**DATA EXTRACTS:**

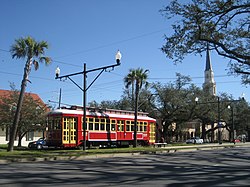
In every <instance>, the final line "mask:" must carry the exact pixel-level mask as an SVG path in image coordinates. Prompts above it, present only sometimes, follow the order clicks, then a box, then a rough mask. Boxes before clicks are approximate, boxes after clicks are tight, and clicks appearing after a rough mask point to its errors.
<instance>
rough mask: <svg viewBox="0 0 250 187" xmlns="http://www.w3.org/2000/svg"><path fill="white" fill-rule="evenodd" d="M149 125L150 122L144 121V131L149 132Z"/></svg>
mask: <svg viewBox="0 0 250 187" xmlns="http://www.w3.org/2000/svg"><path fill="white" fill-rule="evenodd" d="M147 126H148V123H147V122H144V126H143V127H144V131H145V132H147Z"/></svg>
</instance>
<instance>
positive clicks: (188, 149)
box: [0, 142, 250, 164]
mask: <svg viewBox="0 0 250 187" xmlns="http://www.w3.org/2000/svg"><path fill="white" fill-rule="evenodd" d="M242 146H249V147H250V142H248V143H244V144H222V145H218V144H207V145H197V146H196V145H195V146H171V147H162V148H159V150H157V151H153V152H152V151H150V152H147V151H145V152H135V153H109V154H95V155H81V156H53V157H52V156H50V157H43V158H41V157H35V158H13V159H0V164H9V163H14V162H44V161H56V160H57V161H58V160H64V161H65V160H85V159H95V158H96V159H98V158H110V157H128V156H139V155H143V154H154V155H159V154H172V153H177V152H191V151H202V150H212V149H225V148H234V147H242Z"/></svg>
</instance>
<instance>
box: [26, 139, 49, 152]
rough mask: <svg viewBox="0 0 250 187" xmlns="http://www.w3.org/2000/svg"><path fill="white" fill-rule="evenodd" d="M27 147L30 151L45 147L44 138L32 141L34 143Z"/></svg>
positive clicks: (32, 142)
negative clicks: (35, 140) (34, 140)
mask: <svg viewBox="0 0 250 187" xmlns="http://www.w3.org/2000/svg"><path fill="white" fill-rule="evenodd" d="M28 147H29V148H30V149H42V148H44V147H47V146H46V140H45V139H44V138H39V139H38V140H36V141H34V142H30V143H29V145H28Z"/></svg>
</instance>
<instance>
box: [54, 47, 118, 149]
mask: <svg viewBox="0 0 250 187" xmlns="http://www.w3.org/2000/svg"><path fill="white" fill-rule="evenodd" d="M121 58H122V55H121V52H120V51H119V50H118V51H117V53H116V55H115V59H116V64H112V65H109V66H103V67H99V68H95V69H90V70H87V67H86V63H84V66H83V71H81V72H77V73H72V74H68V75H63V76H60V68H59V67H57V68H56V71H55V74H56V79H60V80H61V79H62V78H68V79H69V80H70V81H71V82H73V83H74V84H75V85H76V86H77V87H78V88H80V89H81V90H82V91H83V122H82V127H83V150H84V151H85V150H86V127H87V125H86V103H87V98H86V97H87V90H88V89H89V88H90V87H91V86H92V85H93V84H94V82H95V81H96V80H97V79H98V77H100V75H101V74H102V73H103V72H104V71H105V70H107V69H109V68H111V69H112V70H113V69H114V67H116V66H119V65H120V64H121V63H120V61H121ZM99 70H100V72H99V74H98V75H97V76H96V77H95V78H94V80H93V81H92V82H91V83H90V84H89V86H88V87H87V74H88V73H90V72H94V71H99ZM79 74H82V75H83V88H82V87H81V86H79V85H78V84H77V83H76V82H75V81H74V80H73V79H72V78H71V77H72V76H75V75H79Z"/></svg>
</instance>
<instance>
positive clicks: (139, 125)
mask: <svg viewBox="0 0 250 187" xmlns="http://www.w3.org/2000/svg"><path fill="white" fill-rule="evenodd" d="M139 129H140V130H139V131H141V132H142V131H143V122H140V125H139Z"/></svg>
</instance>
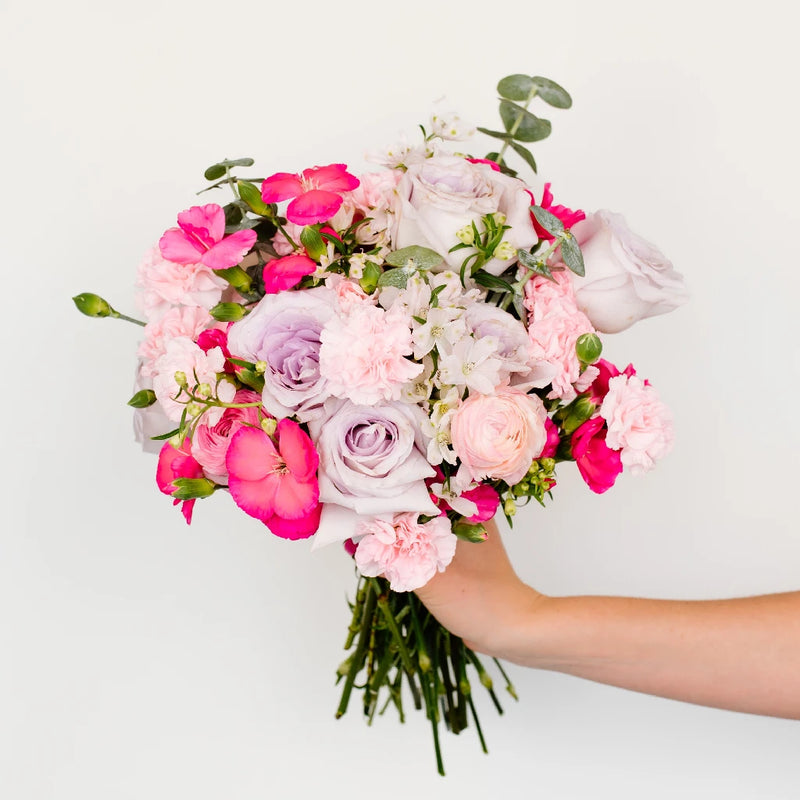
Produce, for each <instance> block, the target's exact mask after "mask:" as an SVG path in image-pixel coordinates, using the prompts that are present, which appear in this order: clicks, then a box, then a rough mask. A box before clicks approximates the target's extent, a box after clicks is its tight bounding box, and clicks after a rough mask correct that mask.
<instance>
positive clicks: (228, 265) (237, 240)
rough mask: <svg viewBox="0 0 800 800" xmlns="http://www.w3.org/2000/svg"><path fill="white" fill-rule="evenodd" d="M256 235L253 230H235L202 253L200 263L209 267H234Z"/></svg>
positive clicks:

**DIRECTIVE:**
Extract every line of the data above that contains the string "positive". Case counts.

**RESPONSE FOR THIS EXERCISE:**
positive clicks: (188, 149)
positive clicks: (32, 142)
positive clicks: (139, 125)
positive clicks: (228, 265) (237, 240)
positive clicks:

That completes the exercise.